EXTRACTED ENTRIES
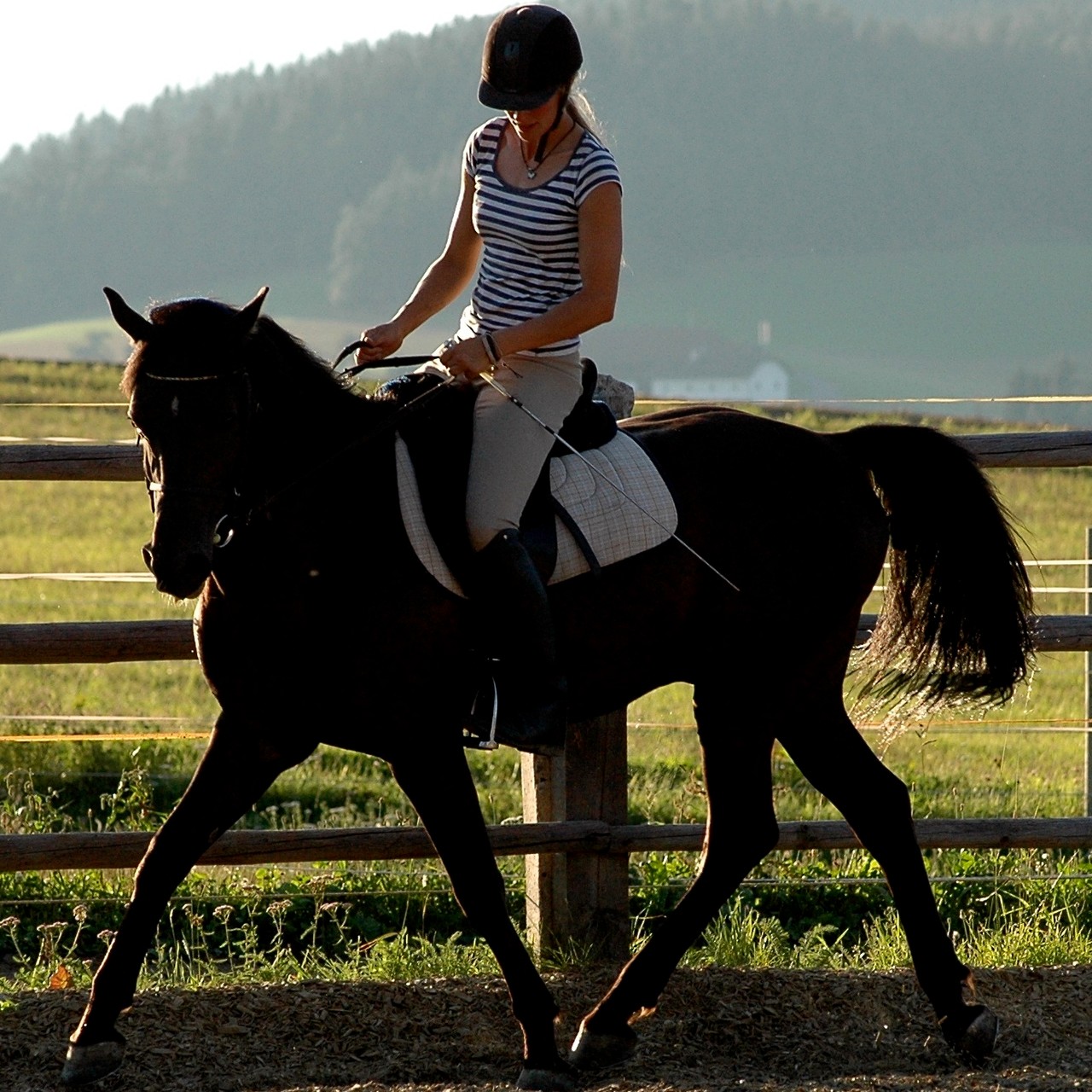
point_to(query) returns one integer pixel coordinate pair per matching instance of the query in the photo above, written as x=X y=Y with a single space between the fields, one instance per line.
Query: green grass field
x=1007 y=764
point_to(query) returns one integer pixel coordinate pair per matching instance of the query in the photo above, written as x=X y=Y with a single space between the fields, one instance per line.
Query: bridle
x=225 y=527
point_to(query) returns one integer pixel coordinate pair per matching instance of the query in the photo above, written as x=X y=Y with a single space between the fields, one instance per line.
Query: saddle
x=437 y=435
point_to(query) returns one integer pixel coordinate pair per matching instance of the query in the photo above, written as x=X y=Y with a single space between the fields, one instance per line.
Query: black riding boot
x=523 y=705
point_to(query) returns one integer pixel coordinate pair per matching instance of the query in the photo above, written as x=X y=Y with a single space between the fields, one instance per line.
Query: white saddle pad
x=614 y=526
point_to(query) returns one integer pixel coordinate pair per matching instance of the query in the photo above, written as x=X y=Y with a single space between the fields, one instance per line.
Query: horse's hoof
x=592 y=1049
x=978 y=1037
x=546 y=1080
x=93 y=1061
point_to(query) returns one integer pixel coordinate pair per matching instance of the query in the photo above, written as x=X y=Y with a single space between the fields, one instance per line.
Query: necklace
x=532 y=166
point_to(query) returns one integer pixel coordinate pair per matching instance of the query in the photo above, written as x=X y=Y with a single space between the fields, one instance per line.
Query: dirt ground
x=717 y=1030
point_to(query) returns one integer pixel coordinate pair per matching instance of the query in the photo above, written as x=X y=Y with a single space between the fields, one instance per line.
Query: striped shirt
x=531 y=248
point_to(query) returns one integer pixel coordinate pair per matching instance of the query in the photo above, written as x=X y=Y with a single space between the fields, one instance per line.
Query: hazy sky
x=62 y=59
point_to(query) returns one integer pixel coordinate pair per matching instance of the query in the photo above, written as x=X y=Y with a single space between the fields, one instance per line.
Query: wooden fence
x=574 y=835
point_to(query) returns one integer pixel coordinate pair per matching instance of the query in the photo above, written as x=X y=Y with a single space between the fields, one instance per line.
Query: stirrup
x=475 y=741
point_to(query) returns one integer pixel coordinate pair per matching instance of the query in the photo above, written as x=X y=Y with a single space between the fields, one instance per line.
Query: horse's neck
x=309 y=461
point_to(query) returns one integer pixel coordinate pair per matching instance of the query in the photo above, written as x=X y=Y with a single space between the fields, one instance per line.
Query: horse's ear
x=248 y=315
x=136 y=326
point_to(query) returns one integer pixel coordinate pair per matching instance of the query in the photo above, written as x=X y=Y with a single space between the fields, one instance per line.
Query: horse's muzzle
x=182 y=578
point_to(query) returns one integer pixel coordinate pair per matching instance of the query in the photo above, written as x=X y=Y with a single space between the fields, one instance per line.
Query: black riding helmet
x=530 y=51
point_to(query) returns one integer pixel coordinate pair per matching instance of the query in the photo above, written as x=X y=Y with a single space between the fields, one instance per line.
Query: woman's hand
x=379 y=342
x=467 y=359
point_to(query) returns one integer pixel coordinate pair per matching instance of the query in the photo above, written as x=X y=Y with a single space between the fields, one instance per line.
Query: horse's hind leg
x=830 y=752
x=238 y=765
x=741 y=829
x=443 y=792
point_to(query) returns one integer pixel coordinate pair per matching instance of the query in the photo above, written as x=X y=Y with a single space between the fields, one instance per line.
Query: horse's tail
x=956 y=620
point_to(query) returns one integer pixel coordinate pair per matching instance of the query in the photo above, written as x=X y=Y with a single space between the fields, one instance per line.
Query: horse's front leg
x=238 y=765
x=441 y=790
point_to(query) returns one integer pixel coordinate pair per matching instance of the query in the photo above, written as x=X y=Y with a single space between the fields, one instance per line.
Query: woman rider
x=538 y=218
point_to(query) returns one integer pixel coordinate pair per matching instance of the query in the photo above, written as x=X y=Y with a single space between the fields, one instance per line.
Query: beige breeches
x=509 y=448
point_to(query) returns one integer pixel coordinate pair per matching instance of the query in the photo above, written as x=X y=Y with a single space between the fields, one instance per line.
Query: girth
x=438 y=436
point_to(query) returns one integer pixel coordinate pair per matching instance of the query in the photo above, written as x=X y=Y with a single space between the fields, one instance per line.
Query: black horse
x=316 y=624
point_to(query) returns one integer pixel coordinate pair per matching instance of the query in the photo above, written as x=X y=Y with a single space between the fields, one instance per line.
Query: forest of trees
x=749 y=127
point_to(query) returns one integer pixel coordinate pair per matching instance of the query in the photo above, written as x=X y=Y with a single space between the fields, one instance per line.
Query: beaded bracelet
x=491 y=350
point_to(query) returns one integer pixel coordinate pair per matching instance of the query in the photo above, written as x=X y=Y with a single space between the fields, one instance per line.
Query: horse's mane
x=201 y=336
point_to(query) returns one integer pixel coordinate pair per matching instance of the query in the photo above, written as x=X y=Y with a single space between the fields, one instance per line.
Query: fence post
x=1088 y=677
x=582 y=897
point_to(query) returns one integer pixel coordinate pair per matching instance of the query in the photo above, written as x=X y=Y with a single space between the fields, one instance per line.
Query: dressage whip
x=410 y=361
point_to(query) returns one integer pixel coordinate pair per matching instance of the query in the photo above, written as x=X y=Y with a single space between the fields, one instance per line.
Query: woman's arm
x=441 y=284
x=600 y=239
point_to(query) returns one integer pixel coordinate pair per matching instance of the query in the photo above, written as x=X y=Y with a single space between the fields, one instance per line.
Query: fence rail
x=125 y=850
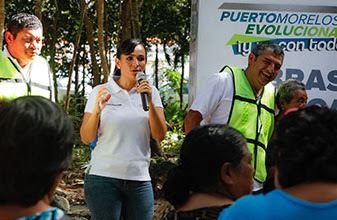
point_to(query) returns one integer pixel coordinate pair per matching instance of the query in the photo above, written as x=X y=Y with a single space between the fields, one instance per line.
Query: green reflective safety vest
x=13 y=84
x=253 y=118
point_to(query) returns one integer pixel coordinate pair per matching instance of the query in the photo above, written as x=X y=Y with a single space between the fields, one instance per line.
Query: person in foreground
x=214 y=170
x=305 y=178
x=36 y=145
x=117 y=181
x=245 y=100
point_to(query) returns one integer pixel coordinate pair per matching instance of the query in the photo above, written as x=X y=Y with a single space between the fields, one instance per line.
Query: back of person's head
x=126 y=48
x=35 y=147
x=202 y=155
x=267 y=45
x=287 y=90
x=21 y=21
x=306 y=149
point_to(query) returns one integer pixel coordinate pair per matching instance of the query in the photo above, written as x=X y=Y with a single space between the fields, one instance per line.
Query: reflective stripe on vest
x=13 y=85
x=254 y=119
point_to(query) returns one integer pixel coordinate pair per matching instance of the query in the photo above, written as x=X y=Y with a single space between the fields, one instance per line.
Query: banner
x=224 y=33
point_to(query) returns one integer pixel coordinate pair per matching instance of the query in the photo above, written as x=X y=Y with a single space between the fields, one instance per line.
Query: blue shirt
x=278 y=205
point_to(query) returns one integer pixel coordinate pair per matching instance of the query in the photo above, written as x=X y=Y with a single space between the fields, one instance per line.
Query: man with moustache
x=244 y=99
x=22 y=71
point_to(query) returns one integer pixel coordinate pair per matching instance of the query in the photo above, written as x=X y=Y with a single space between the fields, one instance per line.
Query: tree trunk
x=134 y=20
x=2 y=21
x=90 y=37
x=76 y=76
x=182 y=80
x=83 y=76
x=77 y=42
x=125 y=20
x=156 y=66
x=38 y=6
x=53 y=50
x=102 y=52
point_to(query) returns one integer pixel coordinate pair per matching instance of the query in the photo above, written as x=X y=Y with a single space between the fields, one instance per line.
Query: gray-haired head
x=23 y=20
x=267 y=45
x=287 y=90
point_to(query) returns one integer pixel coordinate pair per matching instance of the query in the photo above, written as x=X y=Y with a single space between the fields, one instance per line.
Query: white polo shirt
x=123 y=146
x=214 y=101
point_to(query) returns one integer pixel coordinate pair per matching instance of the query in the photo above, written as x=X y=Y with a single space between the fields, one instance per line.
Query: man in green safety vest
x=22 y=71
x=244 y=99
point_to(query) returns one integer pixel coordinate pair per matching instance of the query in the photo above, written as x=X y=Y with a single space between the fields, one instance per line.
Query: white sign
x=224 y=33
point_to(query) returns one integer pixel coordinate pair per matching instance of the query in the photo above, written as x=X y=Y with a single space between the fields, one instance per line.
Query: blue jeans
x=110 y=198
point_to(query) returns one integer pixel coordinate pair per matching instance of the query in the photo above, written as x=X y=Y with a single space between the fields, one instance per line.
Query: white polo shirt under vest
x=214 y=102
x=123 y=146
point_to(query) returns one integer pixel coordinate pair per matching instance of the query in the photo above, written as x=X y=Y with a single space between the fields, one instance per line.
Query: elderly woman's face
x=298 y=101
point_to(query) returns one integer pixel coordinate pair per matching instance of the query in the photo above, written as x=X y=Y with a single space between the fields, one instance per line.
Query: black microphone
x=142 y=76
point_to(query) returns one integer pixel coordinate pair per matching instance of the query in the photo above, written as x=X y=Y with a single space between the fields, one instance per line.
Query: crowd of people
x=242 y=138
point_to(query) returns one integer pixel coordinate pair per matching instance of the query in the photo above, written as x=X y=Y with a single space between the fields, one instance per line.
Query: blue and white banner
x=224 y=33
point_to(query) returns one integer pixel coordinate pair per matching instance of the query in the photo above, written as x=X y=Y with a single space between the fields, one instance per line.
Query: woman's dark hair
x=35 y=146
x=287 y=90
x=202 y=154
x=126 y=48
x=306 y=146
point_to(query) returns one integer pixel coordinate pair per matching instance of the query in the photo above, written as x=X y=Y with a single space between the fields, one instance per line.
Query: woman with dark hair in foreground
x=117 y=182
x=36 y=145
x=214 y=170
x=306 y=168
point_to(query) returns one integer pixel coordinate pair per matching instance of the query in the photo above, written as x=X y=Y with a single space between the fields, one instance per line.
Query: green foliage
x=174 y=115
x=81 y=152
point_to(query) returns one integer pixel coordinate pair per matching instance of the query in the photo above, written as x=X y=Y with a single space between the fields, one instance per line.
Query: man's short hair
x=21 y=21
x=36 y=144
x=306 y=149
x=267 y=45
x=287 y=90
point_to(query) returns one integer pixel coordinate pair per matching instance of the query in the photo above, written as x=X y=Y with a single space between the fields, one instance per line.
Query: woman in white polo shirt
x=117 y=182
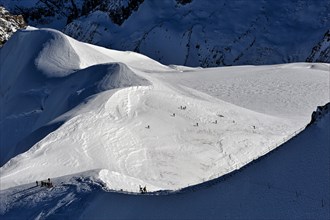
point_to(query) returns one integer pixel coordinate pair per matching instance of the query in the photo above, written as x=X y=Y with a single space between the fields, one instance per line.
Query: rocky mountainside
x=191 y=32
x=321 y=52
x=9 y=24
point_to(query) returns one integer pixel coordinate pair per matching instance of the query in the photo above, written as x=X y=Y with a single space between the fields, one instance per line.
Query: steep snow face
x=297 y=175
x=197 y=33
x=139 y=122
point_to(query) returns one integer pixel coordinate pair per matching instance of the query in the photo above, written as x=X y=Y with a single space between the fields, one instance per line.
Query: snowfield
x=69 y=107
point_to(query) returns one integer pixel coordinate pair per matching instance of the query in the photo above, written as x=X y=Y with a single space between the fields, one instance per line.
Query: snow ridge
x=70 y=107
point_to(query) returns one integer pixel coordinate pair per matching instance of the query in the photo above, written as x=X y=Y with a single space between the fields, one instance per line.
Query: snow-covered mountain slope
x=72 y=107
x=198 y=33
x=291 y=182
x=9 y=24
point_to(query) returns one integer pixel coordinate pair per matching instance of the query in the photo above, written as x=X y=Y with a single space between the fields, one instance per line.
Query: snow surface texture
x=289 y=183
x=200 y=33
x=137 y=122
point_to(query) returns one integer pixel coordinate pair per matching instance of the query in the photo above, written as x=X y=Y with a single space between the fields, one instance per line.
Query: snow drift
x=70 y=107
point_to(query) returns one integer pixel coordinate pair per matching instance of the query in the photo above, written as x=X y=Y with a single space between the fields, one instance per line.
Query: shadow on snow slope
x=290 y=182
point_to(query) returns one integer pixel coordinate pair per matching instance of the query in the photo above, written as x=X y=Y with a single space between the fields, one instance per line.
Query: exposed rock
x=9 y=24
x=321 y=52
x=319 y=113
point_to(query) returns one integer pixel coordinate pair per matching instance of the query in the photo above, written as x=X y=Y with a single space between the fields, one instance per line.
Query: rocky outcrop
x=9 y=24
x=321 y=52
x=194 y=33
x=319 y=113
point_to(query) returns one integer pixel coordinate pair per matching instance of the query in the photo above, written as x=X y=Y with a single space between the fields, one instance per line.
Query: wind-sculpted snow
x=291 y=182
x=30 y=98
x=137 y=122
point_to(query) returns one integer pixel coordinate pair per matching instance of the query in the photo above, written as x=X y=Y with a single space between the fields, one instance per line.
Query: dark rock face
x=121 y=14
x=9 y=24
x=319 y=113
x=321 y=52
x=194 y=33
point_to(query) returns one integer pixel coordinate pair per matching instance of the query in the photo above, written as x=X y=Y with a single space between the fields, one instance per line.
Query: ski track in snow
x=242 y=114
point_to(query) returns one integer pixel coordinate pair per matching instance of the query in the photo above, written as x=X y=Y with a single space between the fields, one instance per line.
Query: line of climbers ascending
x=45 y=183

WORK REQUIRED
Every line from the one containing "Query: rocky outcrop" through the end of the material above should be retyped exactly; please include nothing else.

RESULT OF THIS EXERCISE
Query: rocky outcrop
x=9 y=24
x=321 y=52
x=194 y=33
x=319 y=113
point_to(query) returns one integer pixel coordinate pair per matching instance of the query in the photo above, written as x=X y=Y with a single space between the fields, one instance per line.
Query: wind-sculpted snow
x=291 y=182
x=30 y=98
x=137 y=122
point_to(query) returns one integer pixel coordinate pair per matching instance of the query in the photo above, written as x=X y=Y with a single space between the fields, one instance per line.
Query: dark rock face
x=121 y=14
x=9 y=24
x=319 y=113
x=321 y=52
x=194 y=33
point_to(query) returns one integer pixel coordinate pair per matching instance of the query in the photo above, written as x=X y=Y with a single space between the fields, one instance per line.
Query: ski track in snow
x=242 y=114
point_to(query) returns one integer pixel coordinate pair per matching instance of the query in the photo above, written as x=X y=Y with a single space between the fields, one instance per line.
Query: line of climbers ascending
x=45 y=183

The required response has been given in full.